• **Stated exercise**: Retype the listing that follows, word for word.

Coordinate annotation entries
= = = = =
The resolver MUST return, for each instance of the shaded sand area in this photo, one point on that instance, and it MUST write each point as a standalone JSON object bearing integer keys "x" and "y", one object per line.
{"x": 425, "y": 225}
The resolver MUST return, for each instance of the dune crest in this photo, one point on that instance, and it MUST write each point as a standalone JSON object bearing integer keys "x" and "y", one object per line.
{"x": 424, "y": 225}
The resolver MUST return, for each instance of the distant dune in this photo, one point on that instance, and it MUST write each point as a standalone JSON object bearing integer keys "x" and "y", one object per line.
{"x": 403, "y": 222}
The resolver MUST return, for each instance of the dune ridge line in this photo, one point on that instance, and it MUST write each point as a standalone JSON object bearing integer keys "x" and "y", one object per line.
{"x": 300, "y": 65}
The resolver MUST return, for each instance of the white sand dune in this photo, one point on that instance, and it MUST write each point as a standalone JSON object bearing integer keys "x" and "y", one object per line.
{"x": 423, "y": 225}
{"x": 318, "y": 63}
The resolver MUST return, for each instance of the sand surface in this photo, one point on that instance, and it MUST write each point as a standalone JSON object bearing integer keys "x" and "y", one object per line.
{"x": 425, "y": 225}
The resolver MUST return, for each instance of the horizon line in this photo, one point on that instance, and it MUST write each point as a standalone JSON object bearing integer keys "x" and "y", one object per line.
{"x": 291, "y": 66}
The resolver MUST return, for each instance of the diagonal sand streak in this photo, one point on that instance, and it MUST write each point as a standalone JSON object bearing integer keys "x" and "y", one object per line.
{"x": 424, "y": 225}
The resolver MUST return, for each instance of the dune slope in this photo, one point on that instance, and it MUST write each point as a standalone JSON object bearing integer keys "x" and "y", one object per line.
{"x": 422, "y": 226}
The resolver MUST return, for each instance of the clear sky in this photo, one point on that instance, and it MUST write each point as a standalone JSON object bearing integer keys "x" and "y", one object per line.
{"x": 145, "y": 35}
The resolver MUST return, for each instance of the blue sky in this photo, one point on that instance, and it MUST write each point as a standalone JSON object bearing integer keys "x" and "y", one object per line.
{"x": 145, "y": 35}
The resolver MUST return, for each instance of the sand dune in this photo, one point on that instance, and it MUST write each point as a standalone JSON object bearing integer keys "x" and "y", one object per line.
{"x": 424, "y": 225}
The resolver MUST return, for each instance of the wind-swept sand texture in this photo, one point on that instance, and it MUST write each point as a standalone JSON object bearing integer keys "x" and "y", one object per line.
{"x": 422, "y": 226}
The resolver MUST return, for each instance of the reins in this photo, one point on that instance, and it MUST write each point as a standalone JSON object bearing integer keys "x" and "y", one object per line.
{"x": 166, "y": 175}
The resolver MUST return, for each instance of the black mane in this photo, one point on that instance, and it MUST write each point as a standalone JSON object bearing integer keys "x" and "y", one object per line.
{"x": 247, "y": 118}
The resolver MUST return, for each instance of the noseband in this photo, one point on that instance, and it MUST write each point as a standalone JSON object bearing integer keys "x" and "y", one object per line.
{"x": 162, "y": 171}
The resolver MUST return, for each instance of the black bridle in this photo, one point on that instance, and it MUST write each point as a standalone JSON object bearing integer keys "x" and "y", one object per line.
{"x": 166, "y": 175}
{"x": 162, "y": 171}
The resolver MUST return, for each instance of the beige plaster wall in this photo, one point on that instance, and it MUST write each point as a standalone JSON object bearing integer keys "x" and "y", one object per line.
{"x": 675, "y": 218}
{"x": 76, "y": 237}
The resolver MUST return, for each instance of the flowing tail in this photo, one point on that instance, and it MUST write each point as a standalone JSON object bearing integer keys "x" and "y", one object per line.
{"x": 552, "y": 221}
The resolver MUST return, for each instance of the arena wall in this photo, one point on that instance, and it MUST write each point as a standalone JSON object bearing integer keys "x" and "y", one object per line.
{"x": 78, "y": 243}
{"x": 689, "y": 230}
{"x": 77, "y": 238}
= = = = =
• **Output of the task**:
The resolver MUST return, for each instance of the shaded sand area in this photo, one point on that instance, and it MUST write each point as a standalone JSON object bearing integer keys "x" and "y", one object per line.
{"x": 425, "y": 225}
The resolver MUST return, for each instance of the dune crest in this photo, one point on that instance, and it MUST write each point as a standalone JSON object bearing integer keys "x" and "y", one object per line.
{"x": 424, "y": 225}
The resolver MUST return, for each instance of the distant dune in this photo, one point on that instance, and it MUST write each point as a standalone JSON object bearing integer keys "x" and "y", one object per line.
{"x": 403, "y": 222}
The resolver MUST return, for each instance of the dune ridge line in this photo, one point on that instance, and it MUST write each point as a standalone JSON object bearing integer keys "x" and "y", one object per line.
{"x": 300, "y": 65}
The resolver MUST return, for each instance of the white sand dune in this photo, one point on that instance, and it MUST write each point as a standalone JSON object bearing integer keys "x" and "y", one object per line.
{"x": 423, "y": 225}
{"x": 318, "y": 63}
The resolver MUST return, for each instance of the sand surface in this photo, one point on that instance, and it MUST write each point as a standalone JSON object bearing integer keys "x" and "y", one object per line.
{"x": 425, "y": 225}
The resolver MUST return, for each instance of the horizon line in this photo, one point on that instance, and it MUST write each point as a standalone JSON object bearing integer keys "x" and "y", one object per line.
{"x": 291, "y": 66}
The resolver MUST return, for each instance of the diagonal sand streak in this photo, one point on that instance, and it MUST write each point as a standalone JSON object bearing integer keys "x" and "y", one object per line.
{"x": 424, "y": 225}
The resolver MUST return, for each instance of the dune slope in this photo, one point on that instance, and it MUST write each point as a standalone JSON object bearing integer keys "x" and "y", one object per line.
{"x": 422, "y": 226}
The resolver MUST return, for each instance of the clear sky in this photo, one point on that instance, and it MUST write each point as a standalone JSON object bearing integer keys "x" and "y", one object per line.
{"x": 145, "y": 35}
The resolver MUST return, for each instance of the blue sky in this photo, one point on that instance, and it MUST write each point as a standalone JSON object bearing integer keys "x" and "y", one object per line.
{"x": 145, "y": 35}
The resolver MUST return, for each instance of the sand dune in this photo, one point on that instance, and it MUST write each point as a standalone JSON object bearing integer keys "x" and "y", one object per line.
{"x": 424, "y": 225}
The resolver MUST return, for each instance of the wind-swept sand texture in this photo, one point on that instance, and it MUST write each point as a standalone JSON object bearing integer keys "x" and "y", one object per line.
{"x": 422, "y": 226}
The resolver MUST return, for each instance of the reins in this photo, one point on that instance, and it MUST write each point as a standalone JSON object bearing integer keys "x" and "y", one object per line.
{"x": 166, "y": 175}
The resolver MUST return, for each instance of the black mane in this photo, one point on that instance, and it MUST write each point as a standalone JSON object bearing integer keys "x" and "y", one object per line.
{"x": 247, "y": 118}
The resolver MUST return, for each instance of the noseband in this photo, one point on that instance, and it MUST write each point as a standalone JSON object bearing integer keys "x" and "y", one object per line.
{"x": 162, "y": 171}
The resolver MUST return, for each instance of the black bridle in this photo, one point on that instance, and it MUST write each point as a standalone JSON object bearing integer keys "x" and "y", one object per line.
{"x": 166, "y": 175}
{"x": 162, "y": 171}
The resolver MUST return, for each instance of the beige plaster wall in this photo, one point on that instance, and it MUST write each point as a standalone JSON object bearing integer keys "x" and "y", one object per line.
{"x": 675, "y": 218}
{"x": 76, "y": 237}
The resolver MUST return, for each instance of the flowing tail in this photo, one point on that instance, and it MUST write each point as a standalone JSON object bearing integer keys "x" and "y", one object per line.
{"x": 552, "y": 221}
The resolver MUST return, for each instance of the arena wall in this photo, one point on that instance, and it MUST write each point as a standalone JSON object bearing integer keys "x" and "y", one object per line.
{"x": 78, "y": 243}
{"x": 689, "y": 230}
{"x": 77, "y": 238}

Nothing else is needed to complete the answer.